Preparing To Be A Help Meet – Blog – Touching Before Marriage

Preparing To Be A Help Meet – Blog – Touching Before Marriage March 4, 2015

Helpmeetby Mel cross posted from her blog When Cows and Kids Collide

Due to a crazy-busy schedule, I’ve fallen off my pace of blogging Preparing to be a Help Meet because typing in the quotes from the book is surprisingly time-consuming. In lieu, I offer my most choice selections from the blog with the same name.

What levels of hell have Mike and Debi wrought? Apparently they’ve moved beyond beating the shit out of children and started messing with an entire generation’s sexual life….

 Q: So I’m just wondering exactly how much touching a Christian couple can do before marriage. What is appropriate? Is it okay to hold hands? Kiss? Or should you not even touch at all? And if possible, could you give me Bible verses that talk about this subject? Thank you!

Back when I was a teenager in the 1990’s, we had discussions about premarital sexuality between peers. Bluntly, our discussions focused on how far beyond passionate kissing you could go before hitting forbidden sexual territory before marriage.

I’m feeling wistful that I had the freedom to assume passionate kissing was definitely allowed before marriage because I’m finding a group of girls/women who are arguing about holding hands as sexual activity.

A:
I know people who have touched while engaged and before. But for me I know I’m very vulnerable (and I would be a mess with all those doubled emotions that come with touching) so I’ve only allowed myself holding hands, but while engaged. I think its different for certain people but I never did really like how kissing is ‘okay’ while engaged. And yet I don’t have verses to prove this. But I know it will be special and that God made a man and woman to be intimate once married.
I mean think about it do you think Rebecca and Issac were aloud to hold hands or kiss before the wedding night? God knows your heart too, pray about it and discuss it with him.

The message is a little muddled, but boils down to “I have too many feelings if a guy touches me, so only hand-holding before marriage.”

Do I think Rebecca and Issac were allowed to hold hands or kiss before the wedding night? I doubt they knew each other for more than about 2 days between the moment the marriage was arranged and when they were legally married. That relationship was more like the marriages of royalty during the Middle Ages when a bride and groom would be married by proxy before she left her home country to so no one could kidnap and rape the bride as a way to prevent the marriage. (Charming, isn’t it?)

A: I have come to the conclusion of being completely “hands off” until at least I am engaged. No holding hands, kissing, snuggling, etc. I would be okay with touching if it is completely of a non-romantic practical bent. For example if he was helping me up a steep incline while hiking or during family prayer. I allow a few select men to give me side hugs but they are all men I have come to trust and are more like uncles or grandfathers to me. Until recently I held that I would keep this standard until the marriage ceremony, but I have began to wonder about holding hands after I am engaged. I guess that is when I would most be prone to stumbling, so I should hold my ground even then.

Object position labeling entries
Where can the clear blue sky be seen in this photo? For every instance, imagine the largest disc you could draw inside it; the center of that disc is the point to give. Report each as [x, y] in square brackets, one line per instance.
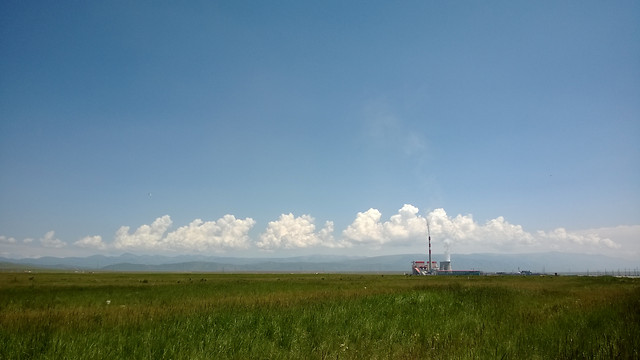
[524, 114]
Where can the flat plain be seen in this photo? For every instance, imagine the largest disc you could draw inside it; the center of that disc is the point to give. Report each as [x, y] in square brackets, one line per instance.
[316, 316]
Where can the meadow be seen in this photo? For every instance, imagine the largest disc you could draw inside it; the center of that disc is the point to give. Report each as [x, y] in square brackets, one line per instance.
[316, 316]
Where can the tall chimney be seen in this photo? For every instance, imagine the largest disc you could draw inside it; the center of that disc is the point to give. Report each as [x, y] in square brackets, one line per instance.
[429, 235]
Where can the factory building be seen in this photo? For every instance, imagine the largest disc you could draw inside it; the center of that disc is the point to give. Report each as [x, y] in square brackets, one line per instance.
[430, 267]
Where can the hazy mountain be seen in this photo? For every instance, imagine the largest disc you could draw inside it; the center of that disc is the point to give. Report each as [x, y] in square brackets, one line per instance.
[540, 262]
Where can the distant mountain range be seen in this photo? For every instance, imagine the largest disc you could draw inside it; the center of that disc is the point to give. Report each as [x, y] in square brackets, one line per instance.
[551, 262]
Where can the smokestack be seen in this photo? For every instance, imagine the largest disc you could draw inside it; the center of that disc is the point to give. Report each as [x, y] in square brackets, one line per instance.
[447, 250]
[429, 235]
[445, 265]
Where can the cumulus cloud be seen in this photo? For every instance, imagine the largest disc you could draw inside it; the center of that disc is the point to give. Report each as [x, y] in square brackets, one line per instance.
[463, 233]
[225, 233]
[222, 234]
[290, 232]
[7, 239]
[50, 241]
[403, 227]
[498, 234]
[94, 242]
[145, 237]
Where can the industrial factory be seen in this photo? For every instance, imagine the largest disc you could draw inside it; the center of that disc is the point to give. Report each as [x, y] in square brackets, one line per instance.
[430, 267]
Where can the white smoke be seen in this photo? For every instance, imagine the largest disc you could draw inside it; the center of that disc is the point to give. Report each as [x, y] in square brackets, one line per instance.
[222, 234]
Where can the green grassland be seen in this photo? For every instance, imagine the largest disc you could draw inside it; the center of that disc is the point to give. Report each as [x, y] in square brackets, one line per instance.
[309, 316]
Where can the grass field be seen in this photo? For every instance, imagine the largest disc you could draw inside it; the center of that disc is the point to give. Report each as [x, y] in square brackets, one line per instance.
[325, 316]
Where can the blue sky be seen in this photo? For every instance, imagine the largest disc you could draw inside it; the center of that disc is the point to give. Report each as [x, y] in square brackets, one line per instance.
[297, 127]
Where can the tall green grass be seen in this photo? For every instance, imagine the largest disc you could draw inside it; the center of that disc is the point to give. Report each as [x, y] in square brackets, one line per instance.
[217, 316]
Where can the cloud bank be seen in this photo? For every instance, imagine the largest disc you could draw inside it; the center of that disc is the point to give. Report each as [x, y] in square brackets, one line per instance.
[369, 232]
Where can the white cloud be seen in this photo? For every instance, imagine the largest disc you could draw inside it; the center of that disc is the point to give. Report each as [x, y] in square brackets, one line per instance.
[50, 241]
[91, 242]
[403, 227]
[145, 237]
[7, 240]
[290, 232]
[499, 235]
[225, 233]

EXERCISES:
**A)** Using the blog post on touching before marriage, decide whether each statement agrees with it: (i) the blogger was a teenager in the 1990s; (ii) the first answer offers Bible verses showing that kissing while engaged is wrong; (iii) the second answer allows touching when a man helps the writer up a steep incline while hiking. Give yes or no for each, with the deciding words quoted.
**B)** Carry the blog post on touching before marriage forward from its last sentence.

RESPONSES PER TASK:
**A)**
(i) Yes: "Back when I was a teenager in the 1990’s"
(ii) No: "And yet I don’t have verses to prove this."
(iii) Yes: "For example if he was helping me up a steep incline while hiking"

**B)**
Something that I read was that we should see how many “firsts” we can save for our husbands. Our first kiss, our first candlelight dinner, our first “I love you”, etc. I thought it was a really fun idea.

Twice I have regretted the level of contact that I have allowed. One was when I was 14 and in a square dance with a group of young people. One of the fellows began to hold me really close and it really bothered me. I wish I had never gotten into the dance (I was pressured into it) and now hold to only dancing with my brothers or other girls. The other time was when I was 19 and a guy friend whom I new was interested in me caught me off guard with a side hug. Now, I wish I had slipped out of his grasp instead of allowing the hug. I think part of the reason I regret these things is because I later found out in both cases the guys were not of the noblest of character in how they treated women.

For me, touch is something I am very sensitive too and I know it would be very easy for me to stumble, or have incorrect thoughts, if I allowed physical touch into a relationship. Even if it is hard, and sometimes awkward now, I am sure I and my husband will be glad I have made these choice.

Um…wow.

First, separating all physical touch out between “romantic” and “non-romantic practical bent” is going to lead to lots of hiking trips up steep inclines and hours of daydreaming about how wonderful family prayer time is. Just saying.
Second, I don’t think the “save everything” for your husband was supposed to devolve into a numbered list. Did “first time I petted a shark*” or “first time I crashed an entomology department open house” make it on your list? And yet, those are two of Nico and I’s favorite memories.

(*Actually, it was Nico’s first time petting a shark. I had petted sharks before. Nico promises my previous shark petting experience in no way decreased his pleasure in shark petting. Bet that’s a load off of everyone’s mind.)

Third, I wish the last paragraph was a satire of a The Big Bang Theory episode….but I don’t think it is. I’ve done a lot of square dancing. I’m struggling to see how a guy could hold a girl in an overly sexual way while square dancing. In teaching, we joke about the non-sexuality of a “side hug”. In fact, we often share stories of our best techniques to smoothly move a student who tries to get a full-frontal hug into a side hug before any accidental touching happens.

Editor’s note: They say great minds think alike. Yesterday NLQ Founder Vyckie Garrison and I talked about doing a new series here at NLQ involving the questions from the message board at the Preparing To Be A Help Meet site and ask our readers to answer those questions in a healthy way that would never occur to Debi Pearl and her followers. The new series will be called ‘Answering Preparing To Be A Help Meet’. Mel is certainly someone with a ‘great mind’ even if I cannot make that same claim, but we’re both on the same track with the questions from PTBAHM. Mel’s new article is right along that same line. How would you answer the questions above?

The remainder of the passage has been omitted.